Required work:
a – Could you give the part of the PARP1 staining text between "RNA and protein" and "Human Protein Atlas.", inclusive, again, with "Placenta" switched to "Tonsil"?
b – Which section headings appear in the PARP1 staining text?

Passage for review:

= = = = = = =

RNA and protein expression data of PARP1 findings are also described in the Human Protein Atlas (Tissue expression PARP1).
Positive control = Placenta: A strong PARP1 positivity should be seen in all cell types except syncytiotrophoblast.
Negative control = Placenta: PARP1 positivity should be absent in the syncytiotrophoblast.
Staining Pattern in Relevant Tumor Types
A positive PARP1 immunostaining (intensity may vary) is usually seen in tumor cells of virtually all cancer types as well as in tumor associated stromal and inflammatory cells.
The TCGA findings on PARP1 RNA expression in different tumor categories have been summarized in the Human Protein Atlas.
Compatibility of Antibodies
No data available at the moment
Protocol Recommendations
IHC users have different preferences on how the stains should look like. Some prefer high staining intensity of the target stain and even accept some background. Others favor absolute specificity and lighter target stains. Factors that invariably lead to more intense staining include higher concentration of the antibody and visualization tools, longer incubation time, higher temperature during incubation, higher temperature and longer duration of the heat induced epitope retrieval (slide pretreatment). The impact of the pH during slide pretreatment has variable effects and depends on the antibody and the target protein.
All images and data shown here and in our image galleries are obtained by the manual protocol described below. Other protocols resulting in equivalent staining are described as well.
Manual protocol
Freshly cut sections should be used (less than 10 days between cutting and staining). Heat-induced antigen retrieval for 5 minutes in an autoclave at 121°C in pH 7,8 Target Retrieval Solution buffer. Apply HMV334 at a dilution of 1:200 at 37°C for 60 minutes. Visualization of bound antibody by the EnVision Kit (Dako, Agilent) according to the manufacturer’s directions.
Potential Research Applications
- The clinical significance (prognostic/predictive) of PARP1 expression levels in cancer is unknown.
- The prevalence of PARP1 expression loss in cancer and its clinical significance is unknown.
- The role of PARP1 in disease awaits further investigation.

= = = = = = =

Material provided:

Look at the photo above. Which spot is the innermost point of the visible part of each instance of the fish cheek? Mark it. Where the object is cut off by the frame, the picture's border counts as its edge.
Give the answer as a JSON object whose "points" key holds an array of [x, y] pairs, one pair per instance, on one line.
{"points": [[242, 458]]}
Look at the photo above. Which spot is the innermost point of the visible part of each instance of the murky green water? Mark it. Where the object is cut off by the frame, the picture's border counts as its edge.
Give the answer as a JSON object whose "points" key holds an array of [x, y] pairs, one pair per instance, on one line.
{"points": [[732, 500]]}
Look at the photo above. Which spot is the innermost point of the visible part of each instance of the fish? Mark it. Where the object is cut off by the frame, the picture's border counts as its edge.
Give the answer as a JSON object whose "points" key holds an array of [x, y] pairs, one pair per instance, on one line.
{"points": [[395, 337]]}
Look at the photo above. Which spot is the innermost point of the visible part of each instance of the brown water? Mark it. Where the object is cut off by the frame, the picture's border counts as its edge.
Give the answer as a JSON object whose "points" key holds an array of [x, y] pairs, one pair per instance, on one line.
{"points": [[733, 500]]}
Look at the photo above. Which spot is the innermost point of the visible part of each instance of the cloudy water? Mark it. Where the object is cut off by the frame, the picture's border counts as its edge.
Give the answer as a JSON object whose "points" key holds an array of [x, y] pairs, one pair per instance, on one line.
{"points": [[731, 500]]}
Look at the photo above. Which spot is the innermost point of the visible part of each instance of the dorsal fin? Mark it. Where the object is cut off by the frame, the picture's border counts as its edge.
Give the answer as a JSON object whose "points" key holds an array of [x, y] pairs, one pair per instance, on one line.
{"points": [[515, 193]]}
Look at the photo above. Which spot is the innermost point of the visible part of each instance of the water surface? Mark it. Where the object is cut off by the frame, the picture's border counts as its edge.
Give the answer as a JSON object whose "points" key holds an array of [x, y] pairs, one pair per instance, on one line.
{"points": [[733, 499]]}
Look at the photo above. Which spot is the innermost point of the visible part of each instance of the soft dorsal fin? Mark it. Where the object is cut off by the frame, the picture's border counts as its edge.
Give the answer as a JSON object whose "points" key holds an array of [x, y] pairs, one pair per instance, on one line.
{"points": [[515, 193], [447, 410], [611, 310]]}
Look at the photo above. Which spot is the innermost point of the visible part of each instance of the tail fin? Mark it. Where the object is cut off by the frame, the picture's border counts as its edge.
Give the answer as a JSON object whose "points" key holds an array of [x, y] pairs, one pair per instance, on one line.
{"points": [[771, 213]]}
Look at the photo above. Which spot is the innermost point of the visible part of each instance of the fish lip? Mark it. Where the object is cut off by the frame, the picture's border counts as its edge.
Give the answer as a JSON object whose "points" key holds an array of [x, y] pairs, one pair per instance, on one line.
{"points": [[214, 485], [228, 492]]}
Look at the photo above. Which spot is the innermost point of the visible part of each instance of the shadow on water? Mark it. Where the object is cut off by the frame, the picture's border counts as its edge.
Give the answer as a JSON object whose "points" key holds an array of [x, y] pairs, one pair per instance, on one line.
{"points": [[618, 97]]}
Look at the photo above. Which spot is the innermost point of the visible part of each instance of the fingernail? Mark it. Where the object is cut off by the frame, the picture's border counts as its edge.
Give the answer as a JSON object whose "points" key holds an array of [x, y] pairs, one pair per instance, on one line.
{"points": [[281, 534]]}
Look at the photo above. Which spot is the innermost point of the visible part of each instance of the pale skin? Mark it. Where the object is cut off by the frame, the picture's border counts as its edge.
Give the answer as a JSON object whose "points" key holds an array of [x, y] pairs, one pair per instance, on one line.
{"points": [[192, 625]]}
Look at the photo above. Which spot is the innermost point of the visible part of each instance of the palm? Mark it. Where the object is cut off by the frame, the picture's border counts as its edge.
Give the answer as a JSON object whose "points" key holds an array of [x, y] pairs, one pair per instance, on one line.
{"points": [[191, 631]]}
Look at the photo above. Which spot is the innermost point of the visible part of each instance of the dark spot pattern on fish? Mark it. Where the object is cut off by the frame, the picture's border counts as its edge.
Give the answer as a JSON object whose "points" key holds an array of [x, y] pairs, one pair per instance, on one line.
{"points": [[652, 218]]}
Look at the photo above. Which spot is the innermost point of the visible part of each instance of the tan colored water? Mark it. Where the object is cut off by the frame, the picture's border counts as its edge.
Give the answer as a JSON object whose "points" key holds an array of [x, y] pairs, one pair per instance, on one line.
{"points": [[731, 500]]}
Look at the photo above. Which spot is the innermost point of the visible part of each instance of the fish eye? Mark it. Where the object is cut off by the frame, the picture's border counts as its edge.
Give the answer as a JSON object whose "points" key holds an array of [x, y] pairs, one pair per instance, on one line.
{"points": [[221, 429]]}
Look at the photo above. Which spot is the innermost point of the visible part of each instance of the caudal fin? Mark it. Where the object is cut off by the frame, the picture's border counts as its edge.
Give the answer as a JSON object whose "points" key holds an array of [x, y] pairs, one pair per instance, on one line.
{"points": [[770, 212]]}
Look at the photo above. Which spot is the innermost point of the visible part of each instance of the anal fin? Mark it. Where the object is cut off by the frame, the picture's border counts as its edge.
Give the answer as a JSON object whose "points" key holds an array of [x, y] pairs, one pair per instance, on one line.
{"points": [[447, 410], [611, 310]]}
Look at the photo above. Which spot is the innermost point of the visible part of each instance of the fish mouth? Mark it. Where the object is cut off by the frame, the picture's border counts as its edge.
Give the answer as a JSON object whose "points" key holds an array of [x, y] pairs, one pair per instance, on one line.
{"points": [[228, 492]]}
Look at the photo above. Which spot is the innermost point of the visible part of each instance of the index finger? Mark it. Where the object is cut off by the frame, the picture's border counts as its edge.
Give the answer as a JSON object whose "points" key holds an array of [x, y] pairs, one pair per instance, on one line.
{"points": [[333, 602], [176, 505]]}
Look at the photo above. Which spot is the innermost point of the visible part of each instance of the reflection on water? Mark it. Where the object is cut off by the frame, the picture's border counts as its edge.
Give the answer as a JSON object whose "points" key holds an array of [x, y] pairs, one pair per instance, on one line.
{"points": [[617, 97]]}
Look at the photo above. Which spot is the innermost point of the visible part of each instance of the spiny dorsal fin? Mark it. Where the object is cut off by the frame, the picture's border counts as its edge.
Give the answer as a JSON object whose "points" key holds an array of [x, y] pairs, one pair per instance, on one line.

= = = = = = =

Responses by task:
a –
RNA and protein expression data of PARP1 findings are also described in the Human Protein Atlas (Tissue expression PARP1).
Positive control = Tonsil: A strong PARP1 positivity should be seen in all cell types except syncytiotrophoblast.
Negative control = Tonsil: PARP1 positivity should be absent in the syncytiotrophoblast.
Staining Pattern in Relevant Tumor Types
A positive PARP1 immunostaining (intensity may vary) is usually seen in tumor cells of virtually all cancer types as well as in tumor associated stromal and inflammatory cells.
The TCGA findings on PARP1 RNA expression in different tumor categories have been summarized in the Human Protein Atlas.

b –
- Staining Pattern in Relevant Tumor Types
- Compatibility of Antibodies
- Protocol Recommendations
- Manual protocol
- Potential Research Applications